▶ **Text excerpt**:
Why You Need To Test Your Home For Radon ASAP
You may think you’re safe from any and all problems inside your home, but if you’ve got a radon issue, you’d better think again. A lot of people think “out of sight, out of mind” when it comes to radon and that’s absolutely the wrong mentality to take.
Radon has been tagged by the U.S. Surgeon General as the second leading cause of lung cancer in the U.S. The Surgeon General’s Office also estimates that as many as 20,000 lung cancer deaths are caused each year by radon.
If you’re wondering what radon is, it’s a naturally occurring radioactive gas that can’t be smelled or seen. As noted above, it’s the second leading cause of lung cancer behind smoking. What’s worse is that many of the health effects caused by radon aren’t noticed until years of radon exposure have already happened. Such symptoms can include:
- Shortness of breath
- Chest pains
- Weight loss that’s rapid
- Coughing up blood
If you think your home isn’t affected by radon, you’d best think again. It’s been estimated that 1 in 15 U.S. homes have radon levels that are at or above the level recommended by the Environmental Protection Agency.

▶ **Work task**: Copy the radon article from the words "Radon has been" through "year by radon.", replacing "lung cancer" with "lung disease" each time it occurs. The records that come next are unrelated to the article above.

Point-per-instance localization data:
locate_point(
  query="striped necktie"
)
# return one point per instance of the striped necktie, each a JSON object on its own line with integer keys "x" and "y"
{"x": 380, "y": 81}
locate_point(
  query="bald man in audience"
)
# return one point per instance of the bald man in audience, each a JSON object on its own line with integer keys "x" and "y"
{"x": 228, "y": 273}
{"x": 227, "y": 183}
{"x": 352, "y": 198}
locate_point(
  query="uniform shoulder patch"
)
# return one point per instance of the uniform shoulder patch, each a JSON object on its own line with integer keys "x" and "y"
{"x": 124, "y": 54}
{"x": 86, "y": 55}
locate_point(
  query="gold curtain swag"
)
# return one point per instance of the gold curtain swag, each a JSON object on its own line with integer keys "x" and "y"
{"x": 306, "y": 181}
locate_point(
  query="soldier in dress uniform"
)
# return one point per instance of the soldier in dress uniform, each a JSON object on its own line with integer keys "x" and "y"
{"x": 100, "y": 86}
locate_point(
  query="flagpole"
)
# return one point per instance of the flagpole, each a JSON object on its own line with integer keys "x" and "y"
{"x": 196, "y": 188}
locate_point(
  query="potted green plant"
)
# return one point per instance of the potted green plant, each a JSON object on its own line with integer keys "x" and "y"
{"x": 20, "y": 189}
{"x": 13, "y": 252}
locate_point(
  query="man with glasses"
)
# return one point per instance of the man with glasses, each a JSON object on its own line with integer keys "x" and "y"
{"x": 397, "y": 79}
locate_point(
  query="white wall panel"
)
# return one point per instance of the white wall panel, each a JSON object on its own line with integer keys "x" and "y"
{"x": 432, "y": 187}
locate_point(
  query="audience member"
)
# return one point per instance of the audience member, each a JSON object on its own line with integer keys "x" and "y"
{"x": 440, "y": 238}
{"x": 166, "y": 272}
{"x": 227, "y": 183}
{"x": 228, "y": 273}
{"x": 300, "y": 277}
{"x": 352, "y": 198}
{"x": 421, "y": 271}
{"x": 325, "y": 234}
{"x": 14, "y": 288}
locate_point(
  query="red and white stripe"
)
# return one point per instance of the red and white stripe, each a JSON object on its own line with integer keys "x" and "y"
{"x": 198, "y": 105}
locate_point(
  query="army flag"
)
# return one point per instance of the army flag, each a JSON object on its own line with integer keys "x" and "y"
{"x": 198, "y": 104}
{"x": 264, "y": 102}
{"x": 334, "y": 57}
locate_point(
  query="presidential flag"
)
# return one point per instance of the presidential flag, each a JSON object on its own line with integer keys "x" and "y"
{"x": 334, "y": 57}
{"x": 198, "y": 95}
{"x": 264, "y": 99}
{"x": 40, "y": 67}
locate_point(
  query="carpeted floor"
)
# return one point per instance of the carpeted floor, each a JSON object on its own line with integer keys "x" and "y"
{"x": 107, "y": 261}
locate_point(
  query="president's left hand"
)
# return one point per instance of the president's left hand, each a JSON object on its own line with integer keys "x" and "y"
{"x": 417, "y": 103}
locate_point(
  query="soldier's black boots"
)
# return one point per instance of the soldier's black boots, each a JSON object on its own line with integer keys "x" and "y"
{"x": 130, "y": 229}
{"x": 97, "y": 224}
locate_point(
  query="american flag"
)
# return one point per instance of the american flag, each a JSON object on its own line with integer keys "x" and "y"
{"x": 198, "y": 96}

...

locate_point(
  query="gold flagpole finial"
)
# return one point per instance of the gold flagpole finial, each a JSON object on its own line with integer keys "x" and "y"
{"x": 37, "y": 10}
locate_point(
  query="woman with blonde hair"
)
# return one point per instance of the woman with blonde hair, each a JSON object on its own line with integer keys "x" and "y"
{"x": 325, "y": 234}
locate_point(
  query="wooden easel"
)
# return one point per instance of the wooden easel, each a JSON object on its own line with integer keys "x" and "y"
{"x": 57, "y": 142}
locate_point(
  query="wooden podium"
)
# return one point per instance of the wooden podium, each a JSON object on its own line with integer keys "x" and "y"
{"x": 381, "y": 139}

▶ **Exercise answer**:
Radon has been tagged by the U.S. Surgeon General as the second leading cause of lung disease in the U.S. The Surgeon General’s Office also estimates that as many as 20,000 lung disease deaths are caused each year by radon.